There is one case of this happening and being confirmed:
In 1954, Alabama Housewife Ann Hodges was asleep on her living room couch when a grapefruit sized meteor came through her home’s roof, bounced off the floor and landed on her, leaving a sizable bruise. There’s always been a little bit of dispute about whether this actually constitutes being hit by a meteor, as some have speculated that the item that caused the bruise may have been a piece of debris from her home and not the meteor itself. Also, since the meteor had impacted the ground, it was technically a meteorite. In either case, it was an indirect hit.
Make that two cases, because there’s been a second victim of those damn stones from above and this time there’s no dispute. The meteor was a direct strike out of a blue sky and onto the hand of a German schoolboy. Gerrit Blank was apparently walking to school, minding his own business when he was struck in the hand by a pea-sized meteor, leaving him with a minor injury. and a potentially valuable meteorite.
Meteorites of a similar size and composition to the one that struck Gerrit are fairly common, but nearly all have been collected by meteorite hunters, who scour the ground for past meteorites, using metal detectors or other methods to find the tiny fragments of space material. Meteorites which have a confirmed and witnessed date of reentry are extremely rare.
A teenager was hit by a meteorite travelling at 30,000mph – and lived to tell the tale.
Gerrit Blank was on his way to school when he saw a massive fireball heading straight towards him from the sky.
The white-hot meteorite bounced off the schoolboy’s hand and hit the ground so hard it left a foot-long crater in the tarmac – as well as a three-inch scar on his hand.

* [Data shown]
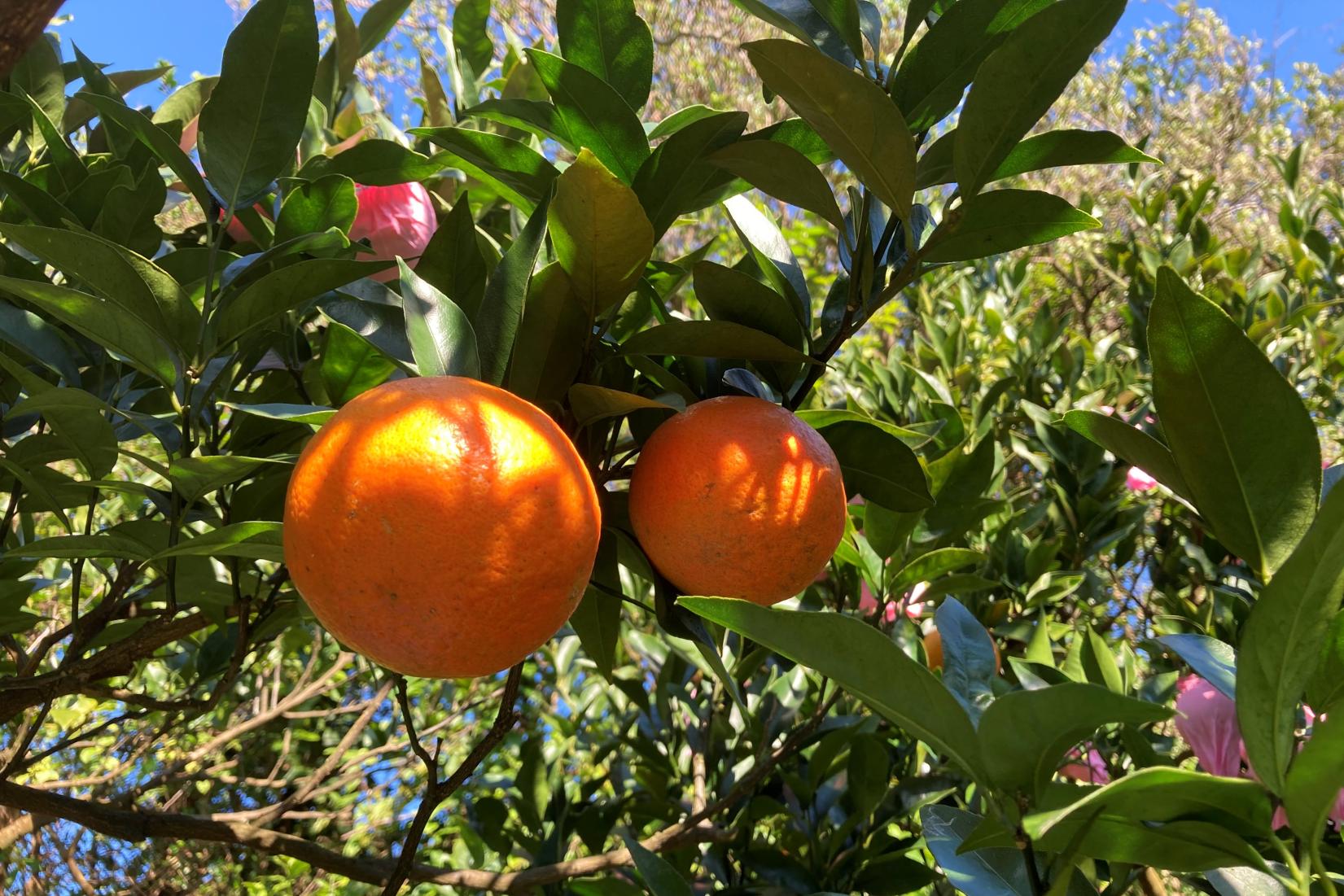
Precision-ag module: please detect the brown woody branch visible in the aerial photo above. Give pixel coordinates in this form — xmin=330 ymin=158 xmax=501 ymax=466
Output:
xmin=0 ymin=0 xmax=64 ymax=78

* [What the task asks]
Decide whether each statement below agrees with the text above about people struck by meteorites, answering yes or no and quoting the words of the text that decide it. 1. Ann Hodges was asleep on her living room couch when the meteor came through her roof. 2. The meteor that struck Gerrit Blank was the size of a grapefruit. 3. Meteorites with a confirmed and witnessed date of reentry are fairly common.

* [Exercise result]
1. Yes: "was asleep on her living room couch when a grapefruit sized meteor came through her home’s roof"
2. No: "he was struck in the hand by a pea-sized meteor"
3. No: "Meteorites which have a confirmed and witnessed date of reentry are extremely rare."